The Cache-Control general-header field is used to specify directives that, in accordance with the Request For Comments (RFC) 2616 Section 14 defining the HTTP 1.1 protocol, must be obeyed by all caching mechanisms along the request/response chain.3 There are many directives that can be issued under the header, including public, private, no-cache, and max-age. If a response includes both an Expires header and a max-age directive, the max-age directive overrides the Expires header, even if the Expires header is more restrictive. Following are the definitions of a few of the Cache-Control directives:

public The response may be cached by any cache, shared or nonshared.

private The response message is intended for a single user and must not be cached by a shared cache.

no-cache A cache must not use the response to satisfy a subsequent request without revalidation with the origin server.

max-age The response is stale if its current age is greater than the value given (in seconds) at the time of a request.

> _Things to do_:
**1.** Answer these from the Cache-Control text:
(a) Which RFC and section define the HTTP 1.1 protocol?
(b) When a response has both an Expires header and a max-age directive, which one overrides the other?
(c) In what unit is the max-age value given?
**2.** Quote the Cache-Control text word for word, starting at "The Cache-Control general-header" and ending at "a shared cache.".
Nothing in the listing has any bearing on the work here.

> _Provided data_:
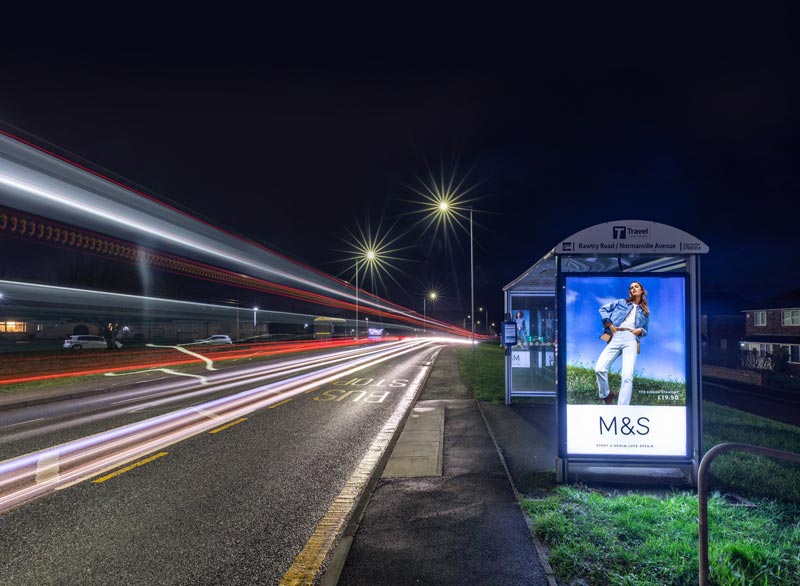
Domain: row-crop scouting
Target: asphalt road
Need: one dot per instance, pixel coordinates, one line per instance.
(232, 507)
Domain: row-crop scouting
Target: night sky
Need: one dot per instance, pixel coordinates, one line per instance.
(299, 142)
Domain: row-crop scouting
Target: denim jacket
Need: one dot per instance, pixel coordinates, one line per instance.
(616, 312)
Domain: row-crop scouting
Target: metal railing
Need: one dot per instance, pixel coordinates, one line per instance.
(702, 491)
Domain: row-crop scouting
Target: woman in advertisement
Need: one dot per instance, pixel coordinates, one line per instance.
(626, 320)
(522, 330)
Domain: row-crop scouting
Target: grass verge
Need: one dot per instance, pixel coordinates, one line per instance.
(648, 540)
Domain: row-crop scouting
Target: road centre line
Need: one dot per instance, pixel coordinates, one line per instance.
(279, 404)
(129, 468)
(227, 425)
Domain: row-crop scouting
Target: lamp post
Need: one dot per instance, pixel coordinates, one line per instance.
(432, 297)
(369, 256)
(446, 208)
(471, 281)
(356, 300)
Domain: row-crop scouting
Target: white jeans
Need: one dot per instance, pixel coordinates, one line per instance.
(621, 343)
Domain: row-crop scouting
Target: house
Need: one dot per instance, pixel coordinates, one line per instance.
(772, 325)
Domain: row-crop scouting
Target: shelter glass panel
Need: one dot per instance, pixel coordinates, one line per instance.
(533, 360)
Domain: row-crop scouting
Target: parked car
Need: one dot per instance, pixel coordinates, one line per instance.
(84, 342)
(215, 339)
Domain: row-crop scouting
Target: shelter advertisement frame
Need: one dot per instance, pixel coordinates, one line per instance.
(648, 414)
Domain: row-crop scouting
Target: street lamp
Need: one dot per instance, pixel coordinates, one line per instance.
(369, 256)
(446, 209)
(432, 296)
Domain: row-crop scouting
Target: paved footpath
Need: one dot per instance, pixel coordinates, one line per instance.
(461, 526)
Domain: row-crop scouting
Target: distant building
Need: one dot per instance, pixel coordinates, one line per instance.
(775, 324)
(722, 326)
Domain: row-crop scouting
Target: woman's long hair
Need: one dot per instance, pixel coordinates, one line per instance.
(642, 299)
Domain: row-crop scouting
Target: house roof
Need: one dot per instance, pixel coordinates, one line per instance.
(790, 299)
(765, 339)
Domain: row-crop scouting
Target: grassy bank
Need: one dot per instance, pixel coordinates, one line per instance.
(637, 539)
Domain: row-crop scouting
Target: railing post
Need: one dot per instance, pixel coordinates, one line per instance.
(702, 492)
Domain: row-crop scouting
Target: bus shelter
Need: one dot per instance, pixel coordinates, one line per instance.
(631, 399)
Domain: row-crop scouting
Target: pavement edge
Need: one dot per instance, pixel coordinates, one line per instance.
(337, 559)
(540, 550)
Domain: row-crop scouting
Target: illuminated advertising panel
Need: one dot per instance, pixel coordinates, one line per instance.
(626, 392)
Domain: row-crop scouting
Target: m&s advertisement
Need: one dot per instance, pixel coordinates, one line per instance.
(626, 364)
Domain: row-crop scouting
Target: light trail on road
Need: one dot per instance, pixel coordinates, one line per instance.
(39, 473)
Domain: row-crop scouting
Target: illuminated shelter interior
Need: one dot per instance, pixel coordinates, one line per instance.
(537, 300)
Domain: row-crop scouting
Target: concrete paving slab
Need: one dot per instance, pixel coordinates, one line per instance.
(418, 451)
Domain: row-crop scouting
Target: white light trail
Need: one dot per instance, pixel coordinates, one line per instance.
(27, 477)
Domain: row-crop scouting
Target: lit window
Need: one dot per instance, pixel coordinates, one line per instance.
(13, 327)
(791, 317)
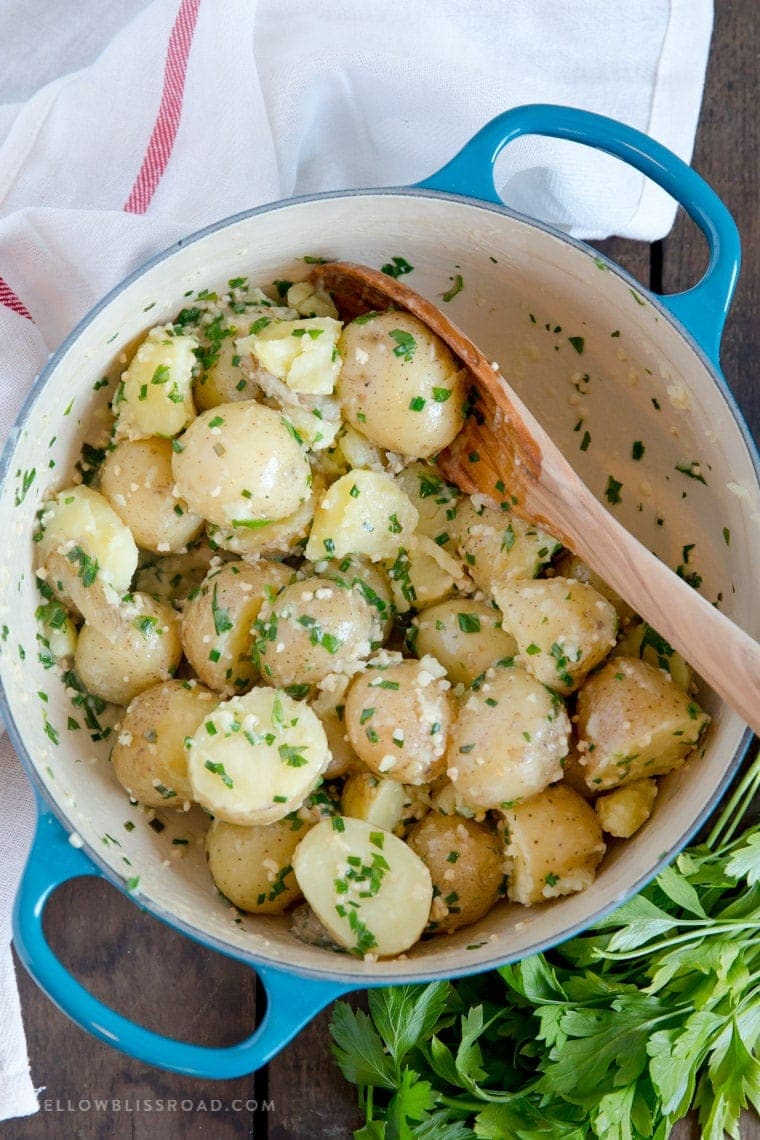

> _Answers for the tasks_:
**1.**
(a) RFC 2616, Section 14.
(b) The max-age directive overrides the Expires header.
(c) Seconds.

**2.**
The Cache-Control general-header field is used to specify directives that, in accordance with the Request For Comments (RFC) 2616 Section 14 defining the HTTP 1.1 protocol, must be obeyed by all caching mechanisms along the request/response chain.3 There are many directives that can be issued under the header, including public, private, no-cache, and max-age. If a response includes both an Expires header and a max-age directive, the max-age directive overrides the Expires header, even if the Expires header is more restrictive. Following are the definitions of a few of the Cache-Control directives:

public The response may be cached by any cache, shared or nonshared.

private The response message is intended for a single user and must not be cached by a shared cache.